Supplied information START
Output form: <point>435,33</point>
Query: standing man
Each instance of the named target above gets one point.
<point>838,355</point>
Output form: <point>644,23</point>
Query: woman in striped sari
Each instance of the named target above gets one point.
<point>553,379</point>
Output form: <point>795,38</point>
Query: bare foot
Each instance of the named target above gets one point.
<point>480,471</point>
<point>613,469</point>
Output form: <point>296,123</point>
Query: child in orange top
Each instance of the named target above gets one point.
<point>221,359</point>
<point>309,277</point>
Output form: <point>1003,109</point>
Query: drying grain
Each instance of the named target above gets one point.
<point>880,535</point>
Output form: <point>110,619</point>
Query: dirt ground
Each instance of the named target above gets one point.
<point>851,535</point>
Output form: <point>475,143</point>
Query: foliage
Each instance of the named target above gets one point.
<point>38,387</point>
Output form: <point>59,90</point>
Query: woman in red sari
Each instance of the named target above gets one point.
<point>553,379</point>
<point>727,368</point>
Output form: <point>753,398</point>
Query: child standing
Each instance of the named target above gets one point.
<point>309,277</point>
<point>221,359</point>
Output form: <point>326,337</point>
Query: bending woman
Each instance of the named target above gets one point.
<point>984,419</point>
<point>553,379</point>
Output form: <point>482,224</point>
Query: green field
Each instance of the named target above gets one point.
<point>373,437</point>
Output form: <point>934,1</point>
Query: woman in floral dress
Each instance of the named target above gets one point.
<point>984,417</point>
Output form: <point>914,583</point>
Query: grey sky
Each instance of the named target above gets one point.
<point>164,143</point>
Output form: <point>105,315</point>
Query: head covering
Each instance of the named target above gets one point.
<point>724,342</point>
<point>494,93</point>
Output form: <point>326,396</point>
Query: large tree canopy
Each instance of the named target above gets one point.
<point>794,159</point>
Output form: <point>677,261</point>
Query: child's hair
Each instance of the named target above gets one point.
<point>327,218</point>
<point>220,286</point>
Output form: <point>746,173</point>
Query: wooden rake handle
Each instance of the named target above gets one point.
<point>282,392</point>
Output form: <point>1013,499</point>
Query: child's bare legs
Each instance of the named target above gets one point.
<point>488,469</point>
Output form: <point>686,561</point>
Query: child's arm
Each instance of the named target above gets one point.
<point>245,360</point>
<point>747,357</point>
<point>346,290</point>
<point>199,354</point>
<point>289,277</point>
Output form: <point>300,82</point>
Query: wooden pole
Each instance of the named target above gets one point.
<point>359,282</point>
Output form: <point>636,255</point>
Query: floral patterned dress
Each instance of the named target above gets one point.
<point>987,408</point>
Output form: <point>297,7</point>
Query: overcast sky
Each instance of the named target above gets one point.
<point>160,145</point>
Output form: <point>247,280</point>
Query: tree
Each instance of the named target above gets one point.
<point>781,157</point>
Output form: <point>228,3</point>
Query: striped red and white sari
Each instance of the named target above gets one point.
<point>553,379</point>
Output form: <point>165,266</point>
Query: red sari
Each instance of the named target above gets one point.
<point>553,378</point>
Supplied information END
• **Task to complete**: Determine how many of the lines above include the word "bare", then give that number and nothing else.

• **Exercise result**: 2